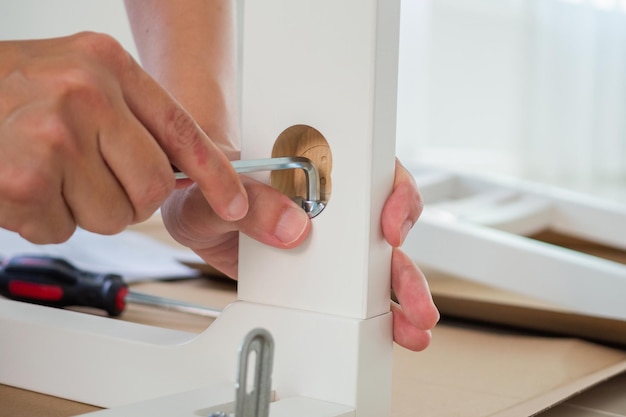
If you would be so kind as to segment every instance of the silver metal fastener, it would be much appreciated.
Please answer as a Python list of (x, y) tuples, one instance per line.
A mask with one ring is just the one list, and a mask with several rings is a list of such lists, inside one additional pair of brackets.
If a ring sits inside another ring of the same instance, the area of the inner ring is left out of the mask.
[[(249, 364), (254, 357), (252, 387), (248, 388)], [(270, 332), (257, 328), (246, 335), (239, 353), (239, 374), (235, 397), (236, 417), (268, 417), (272, 393), (274, 339)]]
[[(208, 417), (269, 417), (273, 364), (274, 338), (263, 328), (251, 330), (239, 348), (235, 413), (216, 411)], [(251, 370), (252, 381), (248, 385)]]
[[(231, 161), (236, 172), (245, 174), (259, 171), (278, 171), (285, 169), (302, 169), (306, 179), (307, 195), (296, 198), (310, 218), (320, 214), (325, 202), (320, 199), (320, 178), (317, 168), (310, 159), (302, 156), (285, 156), (280, 158), (248, 159)], [(183, 172), (176, 172), (177, 179), (189, 178)]]

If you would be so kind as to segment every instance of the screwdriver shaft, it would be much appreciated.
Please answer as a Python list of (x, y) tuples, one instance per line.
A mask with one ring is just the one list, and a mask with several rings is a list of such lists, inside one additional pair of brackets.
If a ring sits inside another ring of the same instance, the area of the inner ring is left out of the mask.
[(198, 316), (217, 318), (221, 311), (205, 307), (199, 304), (192, 304), (185, 301), (173, 300), (171, 298), (159, 297), (156, 295), (137, 293), (129, 291), (126, 294), (127, 303), (142, 304), (152, 307), (163, 308), (166, 310), (180, 311), (188, 314), (195, 314)]

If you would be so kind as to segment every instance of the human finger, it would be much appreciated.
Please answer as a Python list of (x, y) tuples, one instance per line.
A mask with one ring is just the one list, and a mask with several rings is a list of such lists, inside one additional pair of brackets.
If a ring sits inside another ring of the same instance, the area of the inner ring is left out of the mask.
[(393, 340), (400, 346), (416, 352), (426, 349), (430, 345), (432, 332), (415, 327), (408, 319), (402, 308), (392, 301)]
[(85, 138), (80, 128), (91, 125), (93, 113), (79, 118), (69, 111), (74, 100), (59, 98), (71, 96), (68, 87), (43, 88), (44, 93), (37, 81), (20, 87), (31, 91), (2, 90), (13, 104), (0, 123), (3, 227), (35, 243), (59, 243), (77, 225), (103, 233), (128, 225), (128, 198), (94, 152), (95, 133)]
[(170, 234), (233, 278), (237, 277), (238, 232), (266, 245), (289, 249), (301, 244), (311, 227), (304, 210), (283, 193), (245, 176), (242, 183), (250, 209), (236, 222), (216, 215), (197, 186), (175, 191), (162, 207)]
[[(51, 190), (65, 199), (74, 222), (111, 234), (152, 214), (174, 179), (167, 156), (128, 109), (102, 58), (74, 48), (83, 38), (15, 43), (30, 59), (3, 79), (10, 107), (0, 117), (13, 129), (13, 146), (38, 158), (25, 170), (59, 181)], [(48, 165), (57, 169), (44, 172)]]
[(236, 277), (239, 232), (233, 222), (213, 211), (197, 184), (176, 189), (161, 206), (161, 217), (174, 240), (227, 276)]
[(311, 221), (306, 212), (273, 187), (245, 177), (250, 196), (248, 214), (237, 222), (238, 229), (266, 245), (289, 249), (308, 235)]
[[(83, 96), (106, 95), (98, 88), (83, 90)], [(112, 106), (90, 100), (91, 111), (80, 117), (72, 115), (77, 114), (75, 107), (84, 105), (81, 100), (64, 103), (48, 115), (59, 120), (56, 128), (48, 129), (48, 137), (59, 135), (54, 140), (66, 142), (50, 157), (65, 161), (60, 192), (75, 222), (101, 234), (145, 220), (174, 189), (166, 155), (116, 98), (106, 97)]]
[(439, 311), (424, 274), (397, 248), (391, 257), (391, 287), (408, 323), (421, 330), (432, 329), (437, 324)]
[(0, 56), (3, 226), (50, 243), (76, 225), (115, 233), (158, 208), (174, 188), (170, 161), (127, 106), (121, 80), (141, 69), (119, 44), (9, 41)]
[[(105, 45), (101, 49), (111, 54), (109, 47)], [(118, 56), (120, 54), (122, 58)], [(226, 155), (132, 57), (125, 52), (113, 55), (110, 62), (117, 69), (128, 107), (154, 136), (170, 161), (198, 184), (221, 218), (243, 218), (248, 210), (247, 195)]]
[(45, 129), (33, 111), (15, 110), (11, 90), (0, 83), (0, 227), (36, 243), (61, 242), (76, 227), (60, 193), (61, 164), (50, 158), (50, 141), (39, 144)]
[[(0, 143), (0, 152), (3, 150)], [(13, 165), (19, 166), (23, 165)], [(36, 244), (61, 243), (72, 235), (76, 223), (58, 193), (60, 185), (39, 175), (44, 171), (47, 167), (34, 171), (0, 167), (0, 227)]]
[[(125, 198), (130, 203), (129, 214), (132, 215), (126, 224), (120, 224), (125, 227), (150, 217), (174, 190), (176, 181), (169, 158), (146, 128), (134, 118), (124, 100), (121, 97), (113, 97), (111, 100), (114, 105), (110, 116), (101, 117), (98, 123), (91, 125), (98, 127), (97, 132), (89, 132), (91, 126), (86, 126), (85, 135), (97, 136), (98, 140), (94, 142), (98, 149), (93, 150), (94, 157), (90, 158), (92, 166), (84, 167), (82, 175), (78, 173), (85, 177), (91, 175), (92, 178), (84, 178), (80, 182), (82, 189), (74, 195), (88, 196), (101, 191), (100, 200), (108, 197), (109, 202), (100, 201), (101, 210), (92, 209), (92, 223), (106, 222), (106, 215), (102, 216), (106, 213), (106, 207)], [(94, 107), (97, 111), (97, 106)], [(104, 113), (102, 109), (101, 114)], [(96, 157), (97, 154), (101, 154), (101, 157)], [(94, 187), (96, 190), (87, 189), (89, 184), (97, 184)], [(118, 190), (124, 195), (114, 199)], [(86, 201), (86, 204), (89, 203)], [(73, 206), (79, 207), (79, 202)], [(114, 207), (111, 209), (114, 210)]]
[(396, 172), (391, 195), (381, 216), (383, 235), (393, 247), (402, 245), (422, 213), (423, 203), (415, 179), (396, 159)]

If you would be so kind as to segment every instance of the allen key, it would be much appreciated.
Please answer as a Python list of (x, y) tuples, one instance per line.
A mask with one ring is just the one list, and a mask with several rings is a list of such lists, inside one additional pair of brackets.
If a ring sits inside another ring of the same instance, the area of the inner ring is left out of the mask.
[[(320, 214), (325, 203), (320, 199), (320, 179), (317, 168), (310, 159), (302, 156), (284, 156), (280, 158), (264, 158), (231, 161), (236, 172), (245, 174), (260, 171), (278, 171), (285, 169), (302, 169), (306, 178), (306, 198), (296, 197), (294, 200), (300, 203), (310, 218)], [(176, 179), (188, 179), (184, 172), (175, 172)], [(298, 201), (301, 200), (301, 201)]]

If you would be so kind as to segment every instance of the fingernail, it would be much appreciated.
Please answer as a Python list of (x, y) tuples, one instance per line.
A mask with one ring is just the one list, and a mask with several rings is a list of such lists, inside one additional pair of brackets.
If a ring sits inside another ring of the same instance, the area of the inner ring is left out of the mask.
[(309, 216), (304, 210), (288, 207), (280, 216), (274, 235), (284, 244), (289, 245), (302, 236), (309, 222)]
[(248, 213), (248, 200), (243, 194), (237, 194), (228, 205), (228, 217), (231, 220), (242, 219)]
[(413, 228), (413, 222), (411, 220), (407, 220), (404, 223), (402, 223), (402, 228), (400, 229), (400, 232), (402, 233), (402, 242), (404, 242), (404, 240), (406, 239), (406, 237), (409, 235), (409, 232), (411, 231), (411, 228)]

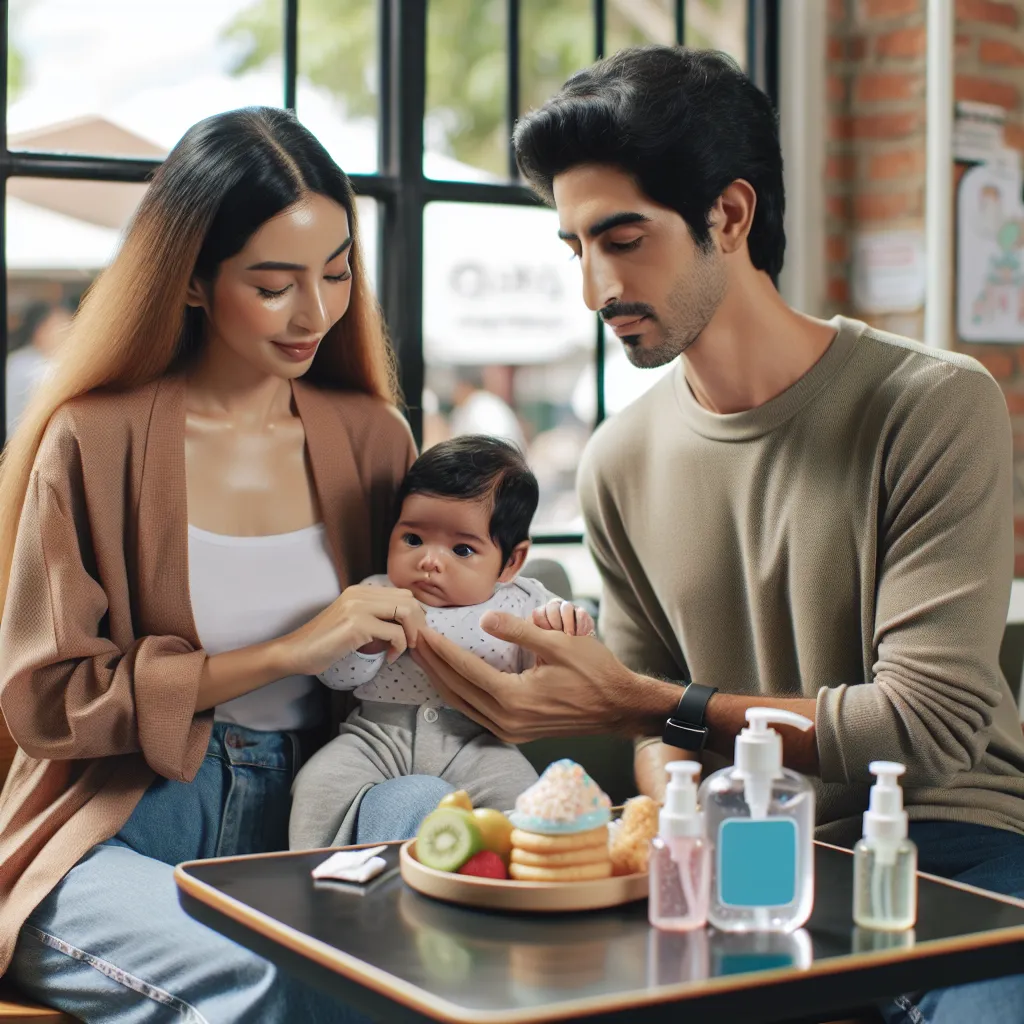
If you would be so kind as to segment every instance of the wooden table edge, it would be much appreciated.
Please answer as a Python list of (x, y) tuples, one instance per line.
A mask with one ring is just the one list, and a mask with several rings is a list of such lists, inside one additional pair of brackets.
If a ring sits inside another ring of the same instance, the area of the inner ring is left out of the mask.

TASK:
Which of the lines above contain "appreciated"? Return them all.

RESPONSE BELOW:
If you would be so kind as to segment every instance of the silver metal fastener, it would be much appreciated.
If you would be so kind as to segment every instance of the screwdriver shaft, it would be much appreciated.
If you would be so kind as to segment every instance of the human finger, it would be much appreciated.
If you would be so kind as to segment every instance of the allen key, it would be much appreciated.
If you would be so kind as to segment every instance of the fingernail, it would be much appreciated.
If you would be so kind as to segment every instance of the wooden table edge, it would be much appreciated.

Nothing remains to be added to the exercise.